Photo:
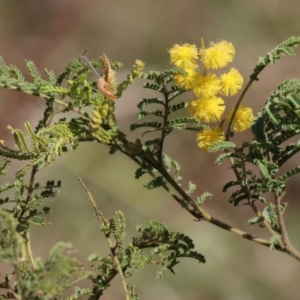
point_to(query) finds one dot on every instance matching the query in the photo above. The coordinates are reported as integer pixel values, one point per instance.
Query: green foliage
(256, 164)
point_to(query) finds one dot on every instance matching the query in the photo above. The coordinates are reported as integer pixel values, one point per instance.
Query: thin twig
(110, 243)
(7, 286)
(198, 212)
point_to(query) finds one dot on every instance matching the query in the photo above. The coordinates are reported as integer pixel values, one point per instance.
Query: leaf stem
(110, 243)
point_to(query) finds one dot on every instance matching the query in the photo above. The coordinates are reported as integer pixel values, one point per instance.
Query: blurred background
(51, 33)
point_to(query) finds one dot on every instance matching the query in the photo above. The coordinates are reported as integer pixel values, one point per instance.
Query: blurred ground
(53, 32)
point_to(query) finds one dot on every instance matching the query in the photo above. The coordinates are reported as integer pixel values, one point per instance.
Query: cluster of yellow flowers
(208, 88)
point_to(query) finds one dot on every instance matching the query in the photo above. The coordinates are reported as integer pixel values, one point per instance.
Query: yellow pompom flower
(206, 86)
(207, 110)
(184, 56)
(218, 55)
(231, 82)
(183, 81)
(207, 137)
(242, 119)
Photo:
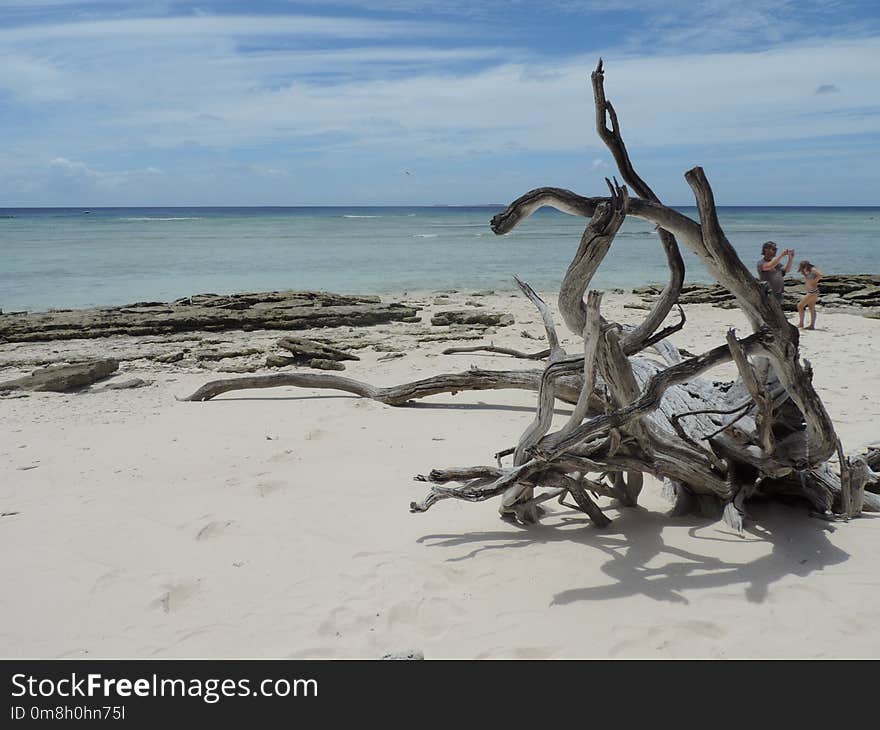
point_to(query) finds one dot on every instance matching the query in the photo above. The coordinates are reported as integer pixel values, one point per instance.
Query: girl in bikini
(812, 275)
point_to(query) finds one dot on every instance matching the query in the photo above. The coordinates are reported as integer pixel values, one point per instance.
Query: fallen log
(714, 445)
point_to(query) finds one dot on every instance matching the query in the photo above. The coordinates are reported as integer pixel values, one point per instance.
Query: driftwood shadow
(634, 540)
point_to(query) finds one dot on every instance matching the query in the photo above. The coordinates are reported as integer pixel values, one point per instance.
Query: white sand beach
(276, 523)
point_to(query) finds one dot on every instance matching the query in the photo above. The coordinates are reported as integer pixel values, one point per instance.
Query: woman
(812, 275)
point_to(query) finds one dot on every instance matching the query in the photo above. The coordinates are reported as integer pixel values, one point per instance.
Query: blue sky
(114, 102)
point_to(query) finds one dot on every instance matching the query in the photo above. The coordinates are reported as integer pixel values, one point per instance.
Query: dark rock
(322, 364)
(303, 349)
(471, 316)
(279, 361)
(223, 354)
(169, 357)
(289, 310)
(63, 378)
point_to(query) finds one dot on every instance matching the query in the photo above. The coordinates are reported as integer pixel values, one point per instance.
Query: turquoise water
(57, 258)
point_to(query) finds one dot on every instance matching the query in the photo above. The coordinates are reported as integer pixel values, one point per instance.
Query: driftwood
(714, 446)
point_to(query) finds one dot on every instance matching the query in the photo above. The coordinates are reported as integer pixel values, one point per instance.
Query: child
(812, 275)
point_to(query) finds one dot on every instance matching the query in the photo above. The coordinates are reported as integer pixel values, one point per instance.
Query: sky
(410, 102)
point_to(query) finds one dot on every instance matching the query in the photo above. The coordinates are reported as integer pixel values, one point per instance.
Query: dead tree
(713, 446)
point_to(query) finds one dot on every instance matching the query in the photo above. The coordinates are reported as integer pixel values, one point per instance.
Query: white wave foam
(147, 218)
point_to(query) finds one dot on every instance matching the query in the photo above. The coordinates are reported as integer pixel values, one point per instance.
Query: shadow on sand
(799, 545)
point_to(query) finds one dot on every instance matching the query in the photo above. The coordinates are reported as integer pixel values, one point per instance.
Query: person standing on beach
(812, 275)
(771, 270)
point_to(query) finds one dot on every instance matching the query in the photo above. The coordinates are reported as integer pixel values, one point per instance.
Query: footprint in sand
(176, 595)
(286, 455)
(215, 528)
(266, 487)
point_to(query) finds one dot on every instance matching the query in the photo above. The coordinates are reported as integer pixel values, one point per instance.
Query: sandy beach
(275, 523)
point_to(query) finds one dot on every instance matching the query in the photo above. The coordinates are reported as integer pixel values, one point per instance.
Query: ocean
(83, 257)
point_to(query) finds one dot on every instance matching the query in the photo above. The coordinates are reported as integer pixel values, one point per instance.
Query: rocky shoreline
(286, 310)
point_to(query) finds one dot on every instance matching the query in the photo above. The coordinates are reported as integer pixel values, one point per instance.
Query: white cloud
(140, 90)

□ □ □ □ □ □ □

WORK TO COMPLETE ::
Extract every line of the data exactly; pictures stay out.

RESULT BELOW ::
Photo:
point_to(query) finds one dot on every instance matching the query in the photo above. The coordinates are reported as integer pixel values, one point per instance.
Query: green foliage
(256, 164)
point_to(query) finds one dot on every instance matching the query in the photo above. The coordinates are reported as integer pixel values, one point per instance.
Query: thin twig
(110, 243)
(7, 286)
(198, 212)
point_to(query) finds one dot on every instance matching the query in the photo above. The coordinates are reported as integer pixel values, one point per instance.
Query: leaf stem
(110, 243)
point_to(query) finds one dot on every instance matching the query in the photo above. The coordinates are reported as integer pixel values, one point per instance.
Query: blurred background
(51, 33)
point_to(query) finds one dot on every instance matching the query in the photo above. The coordinates are reported as integer pixel values, one point per instance.
Query: blurred ground
(53, 32)
point_to(query) finds one dot on every instance matching the query in the photo above. The coordinates are reported as integer pixel values, one point per instance.
Query: cluster of yellow flowers
(208, 88)
point_to(query) finds one dot on every instance matching the query in the photo above. The coordinates are reported as integer pixel values, one point per instance.
Query: yellow pompom flower
(206, 86)
(207, 110)
(184, 56)
(218, 55)
(231, 82)
(183, 81)
(207, 137)
(242, 119)
Photo:
point_to(query) finds one dot on every instance matching the query in the photo above. The coordinates are reported as integer pixel values, one point per instance.
Query: girl in bikini
(812, 275)
point_to(query) finds one dot on every instance matching the query in the photo above. The coordinates are reported as integer pixel values, one point per instance.
Query: fallen log
(714, 445)
point_to(query) finds one dot on every instance matching the query in the photo above. The coordinates are reported as integer pixel values, one point per instance.
Query: driftwood shadow
(634, 540)
point_to(query) finds one dot on every instance matching the query in the photo above. The coordinates are reported as integer pixel values, one point per instance.
Query: white sand beach
(276, 523)
point_to(query) finds one dot on every instance matching the query in the photo above. The coordinates are reported as integer pixel values, one point per instance.
Query: woman
(812, 275)
point_to(query) finds one dot on every instance matching the query in the photo above. The coordinates are reported as integer pixel values, one point per instance.
Query: blue sky
(114, 102)
point_to(query) finds one dot on every instance matching the query in the photo above. The coordinates are reported as integer pixel values, one point per instance.
Query: dark rock
(322, 364)
(303, 349)
(471, 316)
(279, 361)
(223, 354)
(169, 357)
(289, 310)
(63, 378)
point_to(query) finds one dot on every instance matching the query in the photo above. The coordinates are reported as integer pixel values, one point per instance.
Query: turquoise water
(57, 258)
point_to(query) finds one dot on every instance matching the query in the photo above. The coordinates are reported as integer pixel values, one point per instance.
Query: driftwood
(714, 446)
point_to(query) finds one dot on every instance matching the query in the photo above. The coordinates are reported as integer pixel values, one point per instance.
Query: child
(812, 275)
point_to(query) finds one dot on every instance matching the query in the photo above. The coordinates are reported as integer pixel values, one point per instance.
Query: sky
(410, 102)
point_to(query) finds one dot on every instance matching the query in the photo above. The coordinates are reported as integer pixel values, one point per instance.
Query: dead tree
(713, 446)
point_to(query) finds one dot on every instance matching the query in the photo above. The coordinates are reported as integer pixel values, one point per instance.
Query: white wave foam
(147, 218)
point_to(query) finds one dot on every instance matching the query in the photo above. The coordinates are reported as integer pixel values, one point per instance.
Query: shadow on sand
(799, 545)
point_to(query) finds one dot on every instance matching the query in the photo above. The coordinates are reported as integer pixel values, one point per instance.
Query: person standing on beach
(812, 275)
(771, 270)
point_to(query) finds one dot on every instance matching the query in the photo above. The coordinates are reported as integer pixel values, one point per instance.
Query: footprint in sand
(176, 595)
(286, 455)
(215, 528)
(266, 487)
point_to(query) finds one dot on every instance matching the query in the photo above. The coordinates are reported as integer pixel values, one point per instance.
Query: sandy beach
(275, 523)
point_to(query) finds one dot on every instance matching the query in the photo above. The coordinates are reported as integer pixel values, one point per instance.
Query: ocean
(83, 257)
point_to(query) finds one dot on every instance matching the query in the photo above. The coordinates are reported as integer pixel values, one point per instance.
Query: rocky shoreline
(286, 310)
point_to(query) finds one dot on every instance matching the query in the photo above. The coordinates are reported as integer pixel values, one point per instance.
Query: white cloud
(140, 90)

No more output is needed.